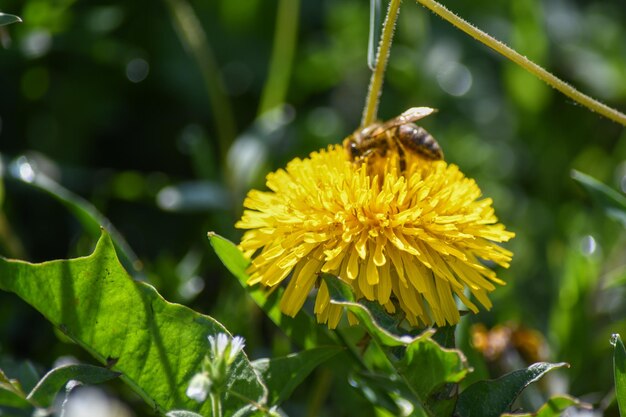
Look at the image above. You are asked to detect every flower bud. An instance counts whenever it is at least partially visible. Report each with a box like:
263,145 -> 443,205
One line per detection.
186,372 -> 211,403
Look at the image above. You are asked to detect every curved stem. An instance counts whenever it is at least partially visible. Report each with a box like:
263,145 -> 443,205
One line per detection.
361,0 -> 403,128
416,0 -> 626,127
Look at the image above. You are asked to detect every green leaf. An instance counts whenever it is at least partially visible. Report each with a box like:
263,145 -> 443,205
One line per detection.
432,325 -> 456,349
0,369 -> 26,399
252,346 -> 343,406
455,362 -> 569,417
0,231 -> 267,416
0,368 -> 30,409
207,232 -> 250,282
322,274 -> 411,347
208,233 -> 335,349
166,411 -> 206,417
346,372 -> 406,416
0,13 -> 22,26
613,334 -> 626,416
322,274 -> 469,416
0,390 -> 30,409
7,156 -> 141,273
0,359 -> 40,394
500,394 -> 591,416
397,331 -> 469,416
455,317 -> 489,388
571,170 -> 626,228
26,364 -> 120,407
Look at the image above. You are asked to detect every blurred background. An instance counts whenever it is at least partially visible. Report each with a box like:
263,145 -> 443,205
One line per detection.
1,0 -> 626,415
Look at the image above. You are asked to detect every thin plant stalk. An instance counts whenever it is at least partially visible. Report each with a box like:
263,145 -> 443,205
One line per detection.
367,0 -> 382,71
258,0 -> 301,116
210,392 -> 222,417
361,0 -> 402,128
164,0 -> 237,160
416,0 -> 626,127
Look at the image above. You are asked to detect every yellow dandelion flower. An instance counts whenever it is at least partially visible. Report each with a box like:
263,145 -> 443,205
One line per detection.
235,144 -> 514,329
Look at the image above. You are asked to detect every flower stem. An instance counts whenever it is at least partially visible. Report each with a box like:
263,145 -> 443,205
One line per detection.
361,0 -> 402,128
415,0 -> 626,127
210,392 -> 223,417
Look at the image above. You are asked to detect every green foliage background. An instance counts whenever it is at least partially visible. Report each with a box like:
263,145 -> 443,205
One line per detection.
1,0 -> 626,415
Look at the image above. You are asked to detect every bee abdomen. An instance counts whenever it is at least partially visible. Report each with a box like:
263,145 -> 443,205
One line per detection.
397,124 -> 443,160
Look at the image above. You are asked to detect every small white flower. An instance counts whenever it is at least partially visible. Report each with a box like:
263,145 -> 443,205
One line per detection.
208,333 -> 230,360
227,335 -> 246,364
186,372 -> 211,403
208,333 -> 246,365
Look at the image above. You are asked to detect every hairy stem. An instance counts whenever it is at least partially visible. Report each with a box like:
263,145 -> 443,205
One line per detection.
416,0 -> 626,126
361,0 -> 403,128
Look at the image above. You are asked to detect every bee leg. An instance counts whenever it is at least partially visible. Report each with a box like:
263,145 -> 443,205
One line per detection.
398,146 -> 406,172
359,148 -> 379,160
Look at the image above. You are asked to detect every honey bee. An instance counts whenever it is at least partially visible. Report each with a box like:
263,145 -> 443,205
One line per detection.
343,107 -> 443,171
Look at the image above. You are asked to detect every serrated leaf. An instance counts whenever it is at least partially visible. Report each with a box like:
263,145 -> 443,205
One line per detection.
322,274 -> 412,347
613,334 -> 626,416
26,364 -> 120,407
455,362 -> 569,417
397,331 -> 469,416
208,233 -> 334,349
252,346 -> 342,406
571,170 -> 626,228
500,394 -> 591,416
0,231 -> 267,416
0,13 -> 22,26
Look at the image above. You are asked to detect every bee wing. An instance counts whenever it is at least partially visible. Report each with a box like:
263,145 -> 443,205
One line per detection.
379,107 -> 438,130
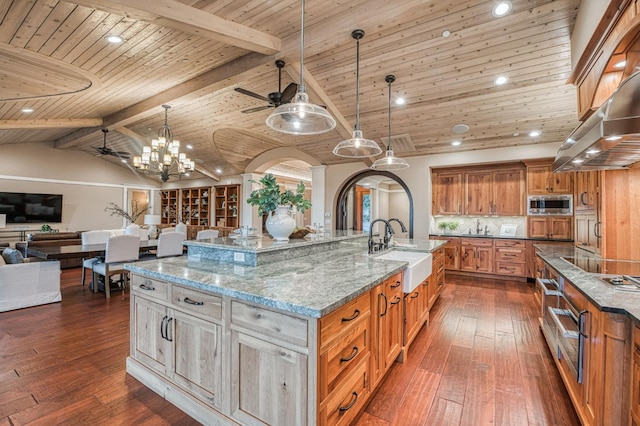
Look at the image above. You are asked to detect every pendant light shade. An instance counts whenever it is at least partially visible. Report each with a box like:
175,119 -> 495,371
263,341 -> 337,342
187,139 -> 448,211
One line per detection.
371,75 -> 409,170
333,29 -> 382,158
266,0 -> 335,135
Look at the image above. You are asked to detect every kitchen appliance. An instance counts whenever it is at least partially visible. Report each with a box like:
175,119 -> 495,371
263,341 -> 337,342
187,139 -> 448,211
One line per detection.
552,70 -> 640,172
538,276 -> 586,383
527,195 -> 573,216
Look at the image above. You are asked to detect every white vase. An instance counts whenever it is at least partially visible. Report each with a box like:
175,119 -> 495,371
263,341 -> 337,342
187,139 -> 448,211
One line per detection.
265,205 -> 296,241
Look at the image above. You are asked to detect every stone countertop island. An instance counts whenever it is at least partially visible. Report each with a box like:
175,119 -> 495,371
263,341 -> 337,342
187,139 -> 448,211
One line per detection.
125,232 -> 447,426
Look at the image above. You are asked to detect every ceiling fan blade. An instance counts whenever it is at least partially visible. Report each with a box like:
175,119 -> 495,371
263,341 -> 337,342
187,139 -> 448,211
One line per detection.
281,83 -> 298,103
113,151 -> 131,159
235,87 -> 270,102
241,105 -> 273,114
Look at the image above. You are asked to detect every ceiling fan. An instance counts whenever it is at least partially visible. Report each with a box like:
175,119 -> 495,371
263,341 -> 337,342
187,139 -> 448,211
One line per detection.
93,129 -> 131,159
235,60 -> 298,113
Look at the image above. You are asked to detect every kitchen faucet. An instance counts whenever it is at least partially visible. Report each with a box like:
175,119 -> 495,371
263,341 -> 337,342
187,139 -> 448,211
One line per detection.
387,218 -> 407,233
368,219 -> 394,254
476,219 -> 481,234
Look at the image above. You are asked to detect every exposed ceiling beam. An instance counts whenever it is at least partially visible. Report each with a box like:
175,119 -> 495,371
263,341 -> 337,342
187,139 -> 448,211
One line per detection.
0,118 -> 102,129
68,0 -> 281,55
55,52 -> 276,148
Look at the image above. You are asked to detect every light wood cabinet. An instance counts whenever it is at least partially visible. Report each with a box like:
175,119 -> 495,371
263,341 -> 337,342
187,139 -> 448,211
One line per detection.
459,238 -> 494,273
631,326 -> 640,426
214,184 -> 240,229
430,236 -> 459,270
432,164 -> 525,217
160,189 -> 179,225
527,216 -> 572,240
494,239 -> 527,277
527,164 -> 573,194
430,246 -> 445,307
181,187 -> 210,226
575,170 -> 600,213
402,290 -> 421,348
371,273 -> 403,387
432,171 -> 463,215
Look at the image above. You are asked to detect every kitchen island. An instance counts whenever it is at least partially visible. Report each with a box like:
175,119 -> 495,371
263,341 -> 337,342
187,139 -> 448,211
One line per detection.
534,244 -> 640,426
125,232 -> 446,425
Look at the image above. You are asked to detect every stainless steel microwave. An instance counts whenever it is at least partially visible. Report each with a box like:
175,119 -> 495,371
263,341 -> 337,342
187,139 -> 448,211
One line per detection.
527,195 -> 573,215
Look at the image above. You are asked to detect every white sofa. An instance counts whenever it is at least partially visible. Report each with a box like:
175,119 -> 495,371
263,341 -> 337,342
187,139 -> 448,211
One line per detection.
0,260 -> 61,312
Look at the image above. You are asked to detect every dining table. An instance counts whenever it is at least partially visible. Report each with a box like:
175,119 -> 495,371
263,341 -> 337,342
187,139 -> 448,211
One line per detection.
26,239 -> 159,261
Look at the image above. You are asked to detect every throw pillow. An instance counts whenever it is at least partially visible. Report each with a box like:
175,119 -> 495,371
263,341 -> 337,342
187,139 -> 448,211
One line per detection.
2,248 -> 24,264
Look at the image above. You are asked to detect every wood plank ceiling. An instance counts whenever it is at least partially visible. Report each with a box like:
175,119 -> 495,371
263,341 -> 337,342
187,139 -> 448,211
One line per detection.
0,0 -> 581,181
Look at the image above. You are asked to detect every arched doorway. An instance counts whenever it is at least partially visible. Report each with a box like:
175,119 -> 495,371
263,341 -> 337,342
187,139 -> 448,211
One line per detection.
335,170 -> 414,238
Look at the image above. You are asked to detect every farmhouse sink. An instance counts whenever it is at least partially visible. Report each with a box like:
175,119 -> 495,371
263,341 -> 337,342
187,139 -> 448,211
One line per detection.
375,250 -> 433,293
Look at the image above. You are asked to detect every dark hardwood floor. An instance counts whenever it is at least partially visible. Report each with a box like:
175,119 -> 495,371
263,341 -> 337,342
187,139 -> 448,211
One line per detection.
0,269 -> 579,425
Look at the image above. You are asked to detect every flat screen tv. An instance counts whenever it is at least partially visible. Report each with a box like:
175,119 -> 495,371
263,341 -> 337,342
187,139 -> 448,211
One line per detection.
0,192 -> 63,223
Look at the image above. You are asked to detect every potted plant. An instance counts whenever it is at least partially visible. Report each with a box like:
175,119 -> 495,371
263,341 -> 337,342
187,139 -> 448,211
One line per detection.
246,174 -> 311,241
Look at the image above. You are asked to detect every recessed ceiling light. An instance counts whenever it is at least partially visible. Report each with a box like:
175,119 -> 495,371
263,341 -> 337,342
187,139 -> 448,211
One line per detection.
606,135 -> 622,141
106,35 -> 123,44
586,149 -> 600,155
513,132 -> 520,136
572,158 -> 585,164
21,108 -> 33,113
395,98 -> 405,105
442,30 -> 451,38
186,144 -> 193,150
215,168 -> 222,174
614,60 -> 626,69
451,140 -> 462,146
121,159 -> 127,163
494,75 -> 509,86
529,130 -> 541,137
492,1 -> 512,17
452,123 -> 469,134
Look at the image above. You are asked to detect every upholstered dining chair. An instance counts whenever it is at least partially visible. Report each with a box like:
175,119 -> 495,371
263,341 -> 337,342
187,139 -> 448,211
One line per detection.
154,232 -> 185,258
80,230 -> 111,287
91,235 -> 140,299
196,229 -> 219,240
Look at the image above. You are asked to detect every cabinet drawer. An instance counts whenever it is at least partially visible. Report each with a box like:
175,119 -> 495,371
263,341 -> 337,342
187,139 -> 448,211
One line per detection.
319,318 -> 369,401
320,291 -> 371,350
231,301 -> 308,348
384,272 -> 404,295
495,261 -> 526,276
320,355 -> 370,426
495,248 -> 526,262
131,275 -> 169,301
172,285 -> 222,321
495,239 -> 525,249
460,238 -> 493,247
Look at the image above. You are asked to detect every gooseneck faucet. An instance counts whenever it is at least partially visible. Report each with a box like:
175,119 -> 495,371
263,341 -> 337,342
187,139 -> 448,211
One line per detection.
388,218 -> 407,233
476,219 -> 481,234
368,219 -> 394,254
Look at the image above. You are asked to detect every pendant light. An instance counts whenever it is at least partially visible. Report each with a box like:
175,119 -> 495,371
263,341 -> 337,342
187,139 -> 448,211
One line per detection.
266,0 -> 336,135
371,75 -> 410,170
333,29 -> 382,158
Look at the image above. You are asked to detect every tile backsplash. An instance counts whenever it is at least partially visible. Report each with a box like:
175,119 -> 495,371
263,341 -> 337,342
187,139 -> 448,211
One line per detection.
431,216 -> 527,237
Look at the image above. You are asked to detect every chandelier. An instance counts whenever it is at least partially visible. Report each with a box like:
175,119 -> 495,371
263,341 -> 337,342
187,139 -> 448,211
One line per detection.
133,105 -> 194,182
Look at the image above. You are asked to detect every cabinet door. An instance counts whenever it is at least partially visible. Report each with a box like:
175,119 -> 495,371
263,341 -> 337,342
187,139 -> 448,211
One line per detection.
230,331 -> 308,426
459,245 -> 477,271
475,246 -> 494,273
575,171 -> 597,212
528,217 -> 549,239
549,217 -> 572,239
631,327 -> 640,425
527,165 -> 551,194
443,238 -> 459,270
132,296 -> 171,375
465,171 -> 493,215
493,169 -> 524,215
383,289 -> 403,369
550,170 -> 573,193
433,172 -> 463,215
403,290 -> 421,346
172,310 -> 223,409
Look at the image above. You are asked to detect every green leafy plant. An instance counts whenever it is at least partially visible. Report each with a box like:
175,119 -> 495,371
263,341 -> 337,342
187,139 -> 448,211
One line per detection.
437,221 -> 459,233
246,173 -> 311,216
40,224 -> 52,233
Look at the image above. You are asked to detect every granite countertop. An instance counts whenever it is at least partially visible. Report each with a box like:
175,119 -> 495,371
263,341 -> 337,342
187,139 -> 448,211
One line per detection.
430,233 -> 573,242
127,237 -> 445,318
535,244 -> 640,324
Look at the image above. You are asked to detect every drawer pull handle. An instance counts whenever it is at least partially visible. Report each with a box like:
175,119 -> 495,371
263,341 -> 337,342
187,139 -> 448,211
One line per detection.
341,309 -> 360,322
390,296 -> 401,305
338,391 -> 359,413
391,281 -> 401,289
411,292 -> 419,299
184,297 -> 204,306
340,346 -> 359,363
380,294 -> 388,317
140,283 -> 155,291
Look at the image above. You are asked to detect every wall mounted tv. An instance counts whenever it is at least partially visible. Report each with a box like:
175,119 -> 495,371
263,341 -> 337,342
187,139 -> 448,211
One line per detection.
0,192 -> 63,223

ACTIVITY: Nothing but the lines holding the word "dining" should be returned from the listing above.

TASK SOLUTION:
Look at the image above. You are asked to detect every dining table. An instance counts whenever it is at least partially visible. Report each with a box like:
Look at the image above. You are asked to detect every upholstered dining chair. An instance counts whenever it is at least partially visible. Report each with a box like:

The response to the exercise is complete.